## SOURCE TEXT

•••

LoRAP: Low-Rank Aggregation Prompting for Quantized Graph Neural Networks Training
This addresses the problem of efficient GNN deployment in resource-constrained environments by improving quantization performance, though it appears incremental as it builds on existing QAT frameworks with a novel prompting technique.
The paper tackles the problem of performance degradation in quantized Graph Neural Networks (GNNs) during quantization-aware training, proposing LoRAP (Low-Rank Aggregation Prompting) which injects lightweight prompts into aggregated features to optimize quantized aggregations. The result shows consistent performance enhancements for low-bit quantized GNNs across 4 QAT frameworks and 9 graph datasets with minimal computational overhead.
Graph Neural Networks (GNNs) are neural networks that aim to process graph data, capturing the relationships and interactions between nodes using the message-passing mechanism. GNN quantization has emerged as a promising approach for reducing model size and accelerating inference in resource-constrained environments. Compared to quantization in LLMs, quantizing graph features is more emphasized in GNNs. Inspired by the above, we propose to leverage prompt learning, which manipulates the input data, to improve the performance of quantization-aware training (QAT) for GNNs. To mitigate the issue that prompting the node features alone can only make part of the quantized aggregation result optimal, we introduce Low-Rank Aggregation Prompting (LoRAP), which injects lightweight, input-dependent prompts into each aggregated feature to optimize the results of quantized aggregations. Extensive evaluations on 4 leading QAT frameworks over 9 graph datasets demonstrate that LoRAP consistently enhances the performance of low-bit quantized GNNs while introducing a minimal computational overhead.

•••

## QUESTIONS
**a.** According to the LoRAP summary, what does LoRAP inject into each aggregated feature?
**b.** Sum up the LoRAP summary in two sentences.

## SUPPLIED DATA

•••

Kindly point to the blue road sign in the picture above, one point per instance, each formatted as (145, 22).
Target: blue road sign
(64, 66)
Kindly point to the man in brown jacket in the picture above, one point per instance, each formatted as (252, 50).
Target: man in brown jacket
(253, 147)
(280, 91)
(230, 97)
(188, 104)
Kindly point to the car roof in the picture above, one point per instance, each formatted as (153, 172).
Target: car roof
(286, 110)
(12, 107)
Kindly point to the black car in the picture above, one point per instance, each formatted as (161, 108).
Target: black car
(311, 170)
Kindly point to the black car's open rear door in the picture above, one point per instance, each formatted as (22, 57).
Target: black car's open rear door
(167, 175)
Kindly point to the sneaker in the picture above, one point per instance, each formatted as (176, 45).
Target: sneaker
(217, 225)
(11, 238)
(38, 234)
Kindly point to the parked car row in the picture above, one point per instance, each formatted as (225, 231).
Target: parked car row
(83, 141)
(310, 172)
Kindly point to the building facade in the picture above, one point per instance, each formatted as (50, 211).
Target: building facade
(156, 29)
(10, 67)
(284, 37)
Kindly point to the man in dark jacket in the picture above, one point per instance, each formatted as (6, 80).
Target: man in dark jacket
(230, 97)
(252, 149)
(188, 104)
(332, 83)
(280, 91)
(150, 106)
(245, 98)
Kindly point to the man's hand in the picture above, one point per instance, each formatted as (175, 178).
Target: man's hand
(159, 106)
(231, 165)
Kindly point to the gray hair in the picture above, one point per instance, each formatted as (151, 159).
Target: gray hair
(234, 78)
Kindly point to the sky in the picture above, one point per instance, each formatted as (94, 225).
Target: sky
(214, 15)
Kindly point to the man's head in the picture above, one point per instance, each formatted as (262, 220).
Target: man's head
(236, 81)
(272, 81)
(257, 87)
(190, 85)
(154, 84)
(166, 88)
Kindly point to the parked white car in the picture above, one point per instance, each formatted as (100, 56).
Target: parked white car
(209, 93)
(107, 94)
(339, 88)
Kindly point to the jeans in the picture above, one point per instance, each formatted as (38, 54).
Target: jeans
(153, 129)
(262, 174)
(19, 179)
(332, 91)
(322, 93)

•••

## SOLUTIONS FOR EACH TASK
**a.** Lightweight, input-dependent prompts.

**b.** LoRAP (Low-Rank Aggregation Prompting) addresses performance degradation in quantized Graph Neural Networks during quantization-aware training by injecting lightweight, input-dependent prompts into each aggregated feature to optimize quantized aggregations. Evaluations on 4 leading QAT frameworks over 9 graph datasets show that it consistently improves low-bit quantized GNNs with minimal computational overhead.